--- START ---
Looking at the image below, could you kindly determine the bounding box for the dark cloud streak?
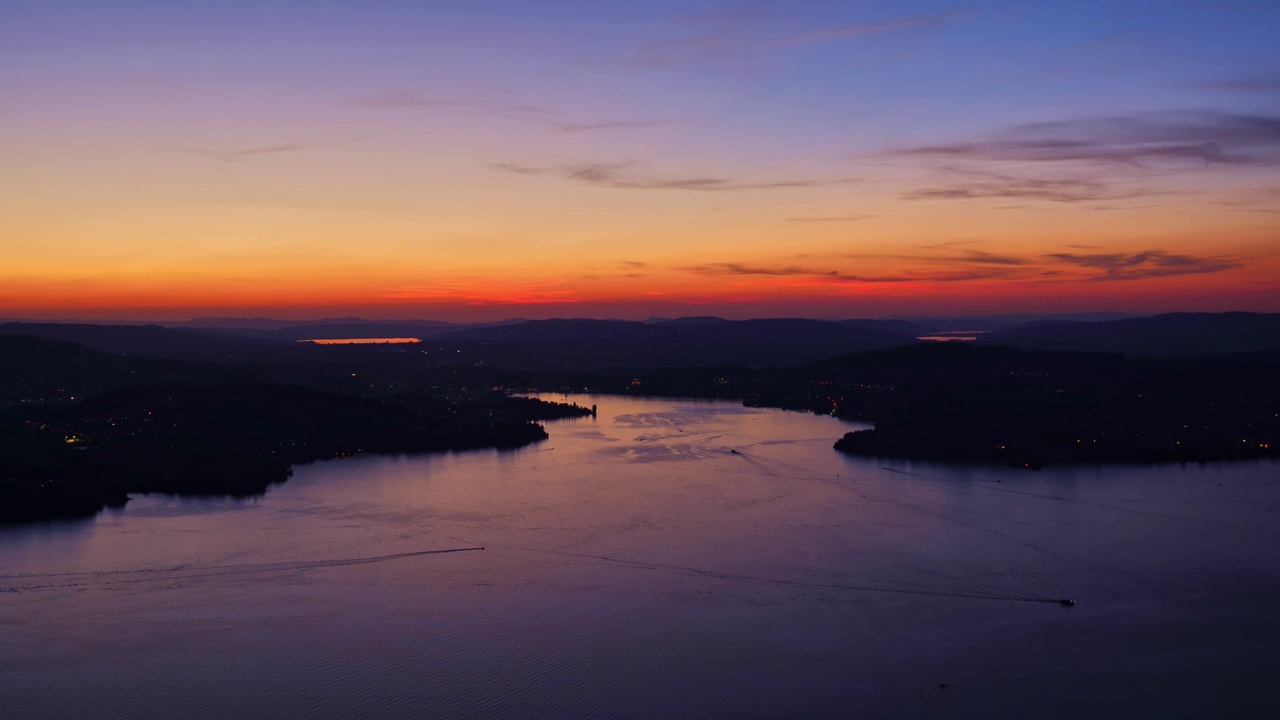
[489,161,858,192]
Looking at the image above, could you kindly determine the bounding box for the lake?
[0,396,1280,719]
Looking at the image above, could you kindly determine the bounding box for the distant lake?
[0,396,1280,719]
[298,337,421,345]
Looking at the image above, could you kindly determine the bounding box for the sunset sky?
[0,0,1280,320]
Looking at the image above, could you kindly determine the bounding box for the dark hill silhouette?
[840,320,938,338]
[430,318,914,370]
[979,313,1280,357]
[0,323,300,360]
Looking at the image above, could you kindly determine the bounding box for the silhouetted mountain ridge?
[979,313,1280,357]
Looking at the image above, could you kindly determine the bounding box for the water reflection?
[0,397,1280,717]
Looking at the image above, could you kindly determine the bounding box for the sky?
[0,0,1280,322]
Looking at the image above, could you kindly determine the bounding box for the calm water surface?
[0,397,1280,719]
--- END ---
• **Directions for this task**: Rewrite the rows above as a Markdown table with the columns "No." and "Line text", numbering each line and skipping blank lines. Include every row, but leave the picture lines out.

• **Full output**:
| No. | Line text |
|---|---|
| 1 | Looking at the image below, could you kindly determine the bounding box for the dark cloud streak? |
| 2 | [489,161,858,192] |
| 3 | Looking at the image above, could you kindly determine the bounding box for the lake? |
| 4 | [0,396,1280,719] |
| 5 | Looking at the image above, could you kindly determine the bounding box for the distant lake? |
| 6 | [0,396,1280,719] |
| 7 | [298,337,421,345] |
| 8 | Looking at the image above, could you kindly determine the bounding box for the sunset sky? |
| 9 | [0,0,1280,320] |
| 10 | Looking at the image above, could you kindly determine the bounding box for the dark hill silhouette? |
| 11 | [840,320,938,338] |
| 12 | [430,318,914,370] |
| 13 | [979,313,1280,357] |
| 14 | [0,323,300,360] |
| 15 | Looking at the image above, could you kindly determine the bounding box for the silhouetted mountain ridge? |
| 16 | [979,313,1280,357] |
| 17 | Looking at the image above, could you kindly determine the bounding box for the water reflection? |
| 18 | [0,397,1280,717] |
| 19 | Looking at the image above, could you kindly determine the bounding box for the sky? |
| 20 | [0,0,1280,322] |
| 21 | Looking at the image above, could you kindly determine the bounding box for the calm water surface? |
| 22 | [0,397,1280,719] |